▸ **WHAT TO DO**
1. In the passage on the City of Canning's history, write out the text from "In late 2012, an" up to and including "as City Commissioner.".
2. According to the passage on the City of Canning's history, on what date was the Queen's Park municipality renamed the Queen's Park Road District?
3. Carry on the passage on the City of Canning's history, starting after its final sentence.

▸ **TEXT FOR ANALYSIS**
-----

A short-lived attempt to create a town trust for the Canning District lasted from 1843-1847, before it was dissolved. The area continued to develop under the control of a Central Board of Works until, in 1871, the Canning Road District was established under the District Roads Act 1871.

The City of Canning originated as the Municipality of Queen's Park, which was established on 1 July 1907 when the original Canning Road District was divided into two and split into the Queen's Park municipality and the Gosnells Road District (later to become the City of Gosnells). It was renamed the Queen's Park Road District on 5 November 1913.

It was renamed again to become the second Canning Road District on 17 June 1921, and received a large amount of land from the abolished Jandakot Road District on 30 November 1923. On 1 July 1961, Canning Road District became the Shire of Canning under the Local Government Act 1960, which reformed all remaining road districts into shires. On 4 December 1970 it gained town status as the Town of Canning and assumed its current name when it gained city status on 10 March 1979.

In 1974 the then-Town of Canning brought heritage registered Woodles Homestead to create a local Heritage museum.

In late 2012, an inquiry against the Canning City Council launched by the State Government's Department of Local Government resulted in a 476-page report "pointing to widespread dysfunction, micromanagement and alleged serious governance irregularities." As a result, the State Government ordered the suspension of the Council, appointing Linton Reynolds to replace it as City Commissioner.

-----

▸ **DATA**
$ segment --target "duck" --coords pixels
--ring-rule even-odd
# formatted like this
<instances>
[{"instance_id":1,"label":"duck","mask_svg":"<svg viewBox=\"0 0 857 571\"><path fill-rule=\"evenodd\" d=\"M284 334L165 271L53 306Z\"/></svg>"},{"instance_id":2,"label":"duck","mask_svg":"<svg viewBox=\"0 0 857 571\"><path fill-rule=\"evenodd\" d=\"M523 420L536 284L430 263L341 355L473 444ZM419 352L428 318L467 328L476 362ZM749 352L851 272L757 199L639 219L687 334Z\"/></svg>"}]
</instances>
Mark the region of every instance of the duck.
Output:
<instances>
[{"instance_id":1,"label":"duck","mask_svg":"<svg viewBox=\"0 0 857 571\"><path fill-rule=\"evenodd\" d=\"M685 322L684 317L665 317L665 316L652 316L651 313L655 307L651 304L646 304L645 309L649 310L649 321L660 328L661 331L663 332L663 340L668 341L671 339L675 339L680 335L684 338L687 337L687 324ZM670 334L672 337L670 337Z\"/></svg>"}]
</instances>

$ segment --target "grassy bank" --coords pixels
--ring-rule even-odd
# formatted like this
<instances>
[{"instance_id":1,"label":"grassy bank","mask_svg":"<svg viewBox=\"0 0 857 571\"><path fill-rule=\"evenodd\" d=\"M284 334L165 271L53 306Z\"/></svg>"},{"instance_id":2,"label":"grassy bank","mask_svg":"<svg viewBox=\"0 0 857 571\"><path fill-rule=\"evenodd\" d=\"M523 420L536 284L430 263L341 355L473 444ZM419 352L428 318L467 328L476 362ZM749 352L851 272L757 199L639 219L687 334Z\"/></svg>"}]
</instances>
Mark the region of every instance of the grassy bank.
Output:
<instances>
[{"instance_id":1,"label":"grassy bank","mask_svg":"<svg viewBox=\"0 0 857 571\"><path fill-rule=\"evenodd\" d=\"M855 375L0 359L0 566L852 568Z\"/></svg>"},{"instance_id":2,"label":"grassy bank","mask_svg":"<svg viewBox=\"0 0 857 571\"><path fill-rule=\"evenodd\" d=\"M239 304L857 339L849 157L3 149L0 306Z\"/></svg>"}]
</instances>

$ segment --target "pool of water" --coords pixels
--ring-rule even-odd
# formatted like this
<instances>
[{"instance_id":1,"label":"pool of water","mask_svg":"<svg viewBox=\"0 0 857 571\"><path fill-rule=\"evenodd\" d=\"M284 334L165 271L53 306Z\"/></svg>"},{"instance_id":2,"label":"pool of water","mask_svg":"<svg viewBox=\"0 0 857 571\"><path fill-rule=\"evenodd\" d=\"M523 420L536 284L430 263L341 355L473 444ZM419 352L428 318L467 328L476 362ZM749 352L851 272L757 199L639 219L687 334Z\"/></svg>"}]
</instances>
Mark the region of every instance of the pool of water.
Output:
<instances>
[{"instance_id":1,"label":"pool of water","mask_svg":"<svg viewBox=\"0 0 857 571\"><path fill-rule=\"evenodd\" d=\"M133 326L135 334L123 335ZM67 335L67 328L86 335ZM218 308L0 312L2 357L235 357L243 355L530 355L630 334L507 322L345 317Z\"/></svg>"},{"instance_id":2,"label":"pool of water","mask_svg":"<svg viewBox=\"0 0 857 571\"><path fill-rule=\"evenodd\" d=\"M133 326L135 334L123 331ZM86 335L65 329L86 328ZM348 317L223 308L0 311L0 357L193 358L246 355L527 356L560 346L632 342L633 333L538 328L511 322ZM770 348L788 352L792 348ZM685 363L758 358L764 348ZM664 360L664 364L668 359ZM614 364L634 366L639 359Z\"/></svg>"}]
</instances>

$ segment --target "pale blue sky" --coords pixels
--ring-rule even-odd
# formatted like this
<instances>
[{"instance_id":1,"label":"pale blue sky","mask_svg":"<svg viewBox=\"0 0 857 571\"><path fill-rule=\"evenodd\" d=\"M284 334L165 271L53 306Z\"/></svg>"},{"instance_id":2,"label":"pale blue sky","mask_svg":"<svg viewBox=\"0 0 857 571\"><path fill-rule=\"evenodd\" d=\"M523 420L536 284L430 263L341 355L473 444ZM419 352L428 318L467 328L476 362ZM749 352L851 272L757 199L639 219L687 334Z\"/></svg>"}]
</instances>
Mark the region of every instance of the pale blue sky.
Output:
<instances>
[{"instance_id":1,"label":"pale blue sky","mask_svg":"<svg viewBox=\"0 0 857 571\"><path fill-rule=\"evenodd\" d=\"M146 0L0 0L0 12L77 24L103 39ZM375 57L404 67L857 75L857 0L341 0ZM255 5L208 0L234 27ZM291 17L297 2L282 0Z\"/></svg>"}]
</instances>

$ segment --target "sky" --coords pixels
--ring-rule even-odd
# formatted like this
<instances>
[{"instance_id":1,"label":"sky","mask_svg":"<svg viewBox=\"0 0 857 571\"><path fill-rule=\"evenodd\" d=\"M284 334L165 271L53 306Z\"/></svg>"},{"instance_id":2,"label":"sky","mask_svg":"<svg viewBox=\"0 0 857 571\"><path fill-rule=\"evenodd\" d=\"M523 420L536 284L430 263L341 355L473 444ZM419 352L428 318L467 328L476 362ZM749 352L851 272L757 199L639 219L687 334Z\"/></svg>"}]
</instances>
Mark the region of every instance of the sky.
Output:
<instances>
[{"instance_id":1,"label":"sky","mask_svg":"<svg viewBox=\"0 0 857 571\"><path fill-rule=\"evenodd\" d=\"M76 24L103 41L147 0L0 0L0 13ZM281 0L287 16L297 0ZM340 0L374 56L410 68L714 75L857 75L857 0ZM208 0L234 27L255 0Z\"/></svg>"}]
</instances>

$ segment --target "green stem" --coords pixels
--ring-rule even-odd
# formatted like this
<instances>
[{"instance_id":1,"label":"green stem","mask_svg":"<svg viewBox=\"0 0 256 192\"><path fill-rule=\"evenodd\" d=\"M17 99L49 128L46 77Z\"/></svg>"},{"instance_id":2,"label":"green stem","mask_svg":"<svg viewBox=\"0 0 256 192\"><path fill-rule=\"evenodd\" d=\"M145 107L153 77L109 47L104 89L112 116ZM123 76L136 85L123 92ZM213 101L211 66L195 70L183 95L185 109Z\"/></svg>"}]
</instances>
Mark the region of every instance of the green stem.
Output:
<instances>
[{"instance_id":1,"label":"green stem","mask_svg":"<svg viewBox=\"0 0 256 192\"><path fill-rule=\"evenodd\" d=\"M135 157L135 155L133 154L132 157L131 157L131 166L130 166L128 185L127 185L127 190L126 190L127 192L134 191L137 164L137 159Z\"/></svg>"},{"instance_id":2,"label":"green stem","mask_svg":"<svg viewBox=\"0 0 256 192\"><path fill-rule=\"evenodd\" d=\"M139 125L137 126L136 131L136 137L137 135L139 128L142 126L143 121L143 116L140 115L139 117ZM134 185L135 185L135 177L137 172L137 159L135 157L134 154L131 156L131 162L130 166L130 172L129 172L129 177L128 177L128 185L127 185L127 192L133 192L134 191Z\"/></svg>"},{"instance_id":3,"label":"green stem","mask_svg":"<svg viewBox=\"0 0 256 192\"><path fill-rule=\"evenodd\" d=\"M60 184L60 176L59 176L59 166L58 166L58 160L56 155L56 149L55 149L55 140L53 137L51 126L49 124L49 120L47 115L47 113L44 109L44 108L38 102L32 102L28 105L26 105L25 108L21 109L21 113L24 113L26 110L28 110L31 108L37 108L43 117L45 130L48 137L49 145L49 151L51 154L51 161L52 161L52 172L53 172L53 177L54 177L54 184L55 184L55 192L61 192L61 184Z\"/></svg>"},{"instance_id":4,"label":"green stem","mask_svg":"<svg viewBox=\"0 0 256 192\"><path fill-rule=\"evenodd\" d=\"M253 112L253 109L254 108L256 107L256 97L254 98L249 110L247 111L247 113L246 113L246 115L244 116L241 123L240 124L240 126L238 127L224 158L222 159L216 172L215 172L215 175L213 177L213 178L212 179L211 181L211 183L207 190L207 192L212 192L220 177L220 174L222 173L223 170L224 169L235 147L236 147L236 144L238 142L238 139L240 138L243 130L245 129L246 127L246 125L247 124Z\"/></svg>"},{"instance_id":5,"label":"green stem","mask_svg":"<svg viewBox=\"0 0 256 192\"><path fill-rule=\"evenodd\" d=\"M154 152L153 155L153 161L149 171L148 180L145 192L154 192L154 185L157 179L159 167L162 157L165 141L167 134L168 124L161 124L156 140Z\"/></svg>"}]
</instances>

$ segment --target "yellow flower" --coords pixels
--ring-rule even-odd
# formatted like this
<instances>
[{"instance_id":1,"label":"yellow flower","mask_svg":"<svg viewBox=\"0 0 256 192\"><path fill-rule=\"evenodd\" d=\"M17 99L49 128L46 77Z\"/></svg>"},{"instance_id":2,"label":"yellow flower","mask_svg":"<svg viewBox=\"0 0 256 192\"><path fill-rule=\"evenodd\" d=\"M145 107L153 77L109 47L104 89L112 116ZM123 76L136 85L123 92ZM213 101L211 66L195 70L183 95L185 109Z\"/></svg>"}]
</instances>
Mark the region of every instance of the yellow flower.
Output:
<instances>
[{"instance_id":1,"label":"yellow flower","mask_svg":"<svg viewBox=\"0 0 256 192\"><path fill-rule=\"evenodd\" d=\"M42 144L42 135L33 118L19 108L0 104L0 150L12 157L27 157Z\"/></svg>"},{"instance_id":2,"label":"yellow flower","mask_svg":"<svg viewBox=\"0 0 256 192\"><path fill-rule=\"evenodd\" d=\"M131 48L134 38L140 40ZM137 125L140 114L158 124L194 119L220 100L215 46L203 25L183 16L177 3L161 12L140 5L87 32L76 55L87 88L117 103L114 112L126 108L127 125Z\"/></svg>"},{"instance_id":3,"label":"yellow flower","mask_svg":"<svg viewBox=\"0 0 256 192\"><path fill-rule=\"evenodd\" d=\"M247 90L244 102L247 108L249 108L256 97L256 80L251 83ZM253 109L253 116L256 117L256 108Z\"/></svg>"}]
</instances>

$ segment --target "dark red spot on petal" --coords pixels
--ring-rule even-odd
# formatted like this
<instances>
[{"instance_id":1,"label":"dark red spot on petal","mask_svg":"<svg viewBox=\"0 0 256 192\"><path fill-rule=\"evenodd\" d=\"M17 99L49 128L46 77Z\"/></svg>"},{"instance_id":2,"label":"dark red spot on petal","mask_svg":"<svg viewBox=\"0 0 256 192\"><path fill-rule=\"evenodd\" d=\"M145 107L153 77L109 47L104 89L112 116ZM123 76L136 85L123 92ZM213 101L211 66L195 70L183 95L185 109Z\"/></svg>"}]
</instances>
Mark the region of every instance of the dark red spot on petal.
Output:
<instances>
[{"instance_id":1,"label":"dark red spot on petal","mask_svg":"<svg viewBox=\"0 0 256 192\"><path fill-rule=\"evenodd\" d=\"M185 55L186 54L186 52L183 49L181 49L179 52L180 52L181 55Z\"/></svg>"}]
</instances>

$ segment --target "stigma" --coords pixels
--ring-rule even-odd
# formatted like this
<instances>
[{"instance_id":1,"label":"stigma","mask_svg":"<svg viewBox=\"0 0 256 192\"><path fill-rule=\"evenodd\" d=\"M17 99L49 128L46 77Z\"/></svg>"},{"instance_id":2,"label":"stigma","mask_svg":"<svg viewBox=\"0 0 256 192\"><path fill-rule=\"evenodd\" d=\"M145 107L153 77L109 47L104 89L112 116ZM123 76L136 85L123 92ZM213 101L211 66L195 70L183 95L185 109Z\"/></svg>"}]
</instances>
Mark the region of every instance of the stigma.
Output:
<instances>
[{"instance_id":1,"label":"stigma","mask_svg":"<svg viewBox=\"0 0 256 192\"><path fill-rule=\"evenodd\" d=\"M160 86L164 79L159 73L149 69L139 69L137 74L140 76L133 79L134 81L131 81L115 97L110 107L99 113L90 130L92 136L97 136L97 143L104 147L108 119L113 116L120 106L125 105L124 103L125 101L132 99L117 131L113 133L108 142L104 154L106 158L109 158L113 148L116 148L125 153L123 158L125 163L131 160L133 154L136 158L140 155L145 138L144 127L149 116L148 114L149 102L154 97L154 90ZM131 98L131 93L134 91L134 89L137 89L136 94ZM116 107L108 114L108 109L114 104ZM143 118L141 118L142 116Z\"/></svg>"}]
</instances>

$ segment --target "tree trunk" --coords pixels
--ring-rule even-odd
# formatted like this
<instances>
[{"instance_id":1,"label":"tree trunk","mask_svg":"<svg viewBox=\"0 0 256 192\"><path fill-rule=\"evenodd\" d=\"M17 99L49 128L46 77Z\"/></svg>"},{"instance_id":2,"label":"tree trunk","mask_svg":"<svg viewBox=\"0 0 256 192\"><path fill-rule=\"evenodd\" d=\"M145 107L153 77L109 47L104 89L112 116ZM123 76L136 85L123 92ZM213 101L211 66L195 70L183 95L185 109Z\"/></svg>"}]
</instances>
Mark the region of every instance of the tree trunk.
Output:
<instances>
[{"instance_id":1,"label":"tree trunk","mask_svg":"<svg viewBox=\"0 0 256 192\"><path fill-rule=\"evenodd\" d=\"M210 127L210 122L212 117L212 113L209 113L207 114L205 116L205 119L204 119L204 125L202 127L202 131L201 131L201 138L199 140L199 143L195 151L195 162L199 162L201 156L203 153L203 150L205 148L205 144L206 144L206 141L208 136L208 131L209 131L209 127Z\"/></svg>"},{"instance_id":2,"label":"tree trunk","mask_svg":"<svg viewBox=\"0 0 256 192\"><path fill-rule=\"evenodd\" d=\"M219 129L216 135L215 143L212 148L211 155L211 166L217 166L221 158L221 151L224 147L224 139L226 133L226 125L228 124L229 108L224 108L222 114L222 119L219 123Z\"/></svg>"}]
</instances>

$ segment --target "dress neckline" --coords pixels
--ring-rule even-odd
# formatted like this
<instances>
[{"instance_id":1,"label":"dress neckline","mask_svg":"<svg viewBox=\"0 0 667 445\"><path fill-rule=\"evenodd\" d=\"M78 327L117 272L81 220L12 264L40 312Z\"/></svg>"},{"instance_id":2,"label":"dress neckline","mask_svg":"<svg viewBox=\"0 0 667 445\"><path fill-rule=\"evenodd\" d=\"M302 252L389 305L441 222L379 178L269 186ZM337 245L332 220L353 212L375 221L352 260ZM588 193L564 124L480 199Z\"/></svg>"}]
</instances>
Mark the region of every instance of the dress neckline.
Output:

-----

▸ **ACTIVITY ANSWERS**
1.
In late 2012, an inquiry against the Canning City Council launched by the State Government's Department of Local Government resulted in a 476-page report "pointing to widespread dysfunction, micromanagement and alleged serious governance irregularities." As a result, the State Government ordered the suspension of the Council, appointing Linton Reynolds to replace it as City Commissioner.

2. 5 November 1913

3.
Two years later, in mid-September 2014, it was reported that the State Government had sacked the four remaining Canning councillors, to be replaced by a panel of three new Commissioners upon the end of Commissioner Reynolds' tenure on 16 September. As part of the Department of Local Governments' plans, in which the number of local councils would have been reduced drastically, it was announced that the City of Canning would be split up and merged into neighbouring local areas, including the City of Gosnells and City of Melville. Since the failure of the state government's council merger process, the governor's order for the merger has been revoked.

==Wards==
The city is divided into five wards with each ward electing two councillors while the mayor is directly elected.
- Mason Ward (Bentley, East Cannington, Queens Park, St James and Welshpool)
- Bannister Ward (Riverton, Rossmoyne and Shelley)
- Beeliar Ward (Leeming and Willetton)
- Nicholson Ward (Canning Vale and Parkwood)
- Beeloo Ward (Cannington, Ferndale, Lynwood and Wilson)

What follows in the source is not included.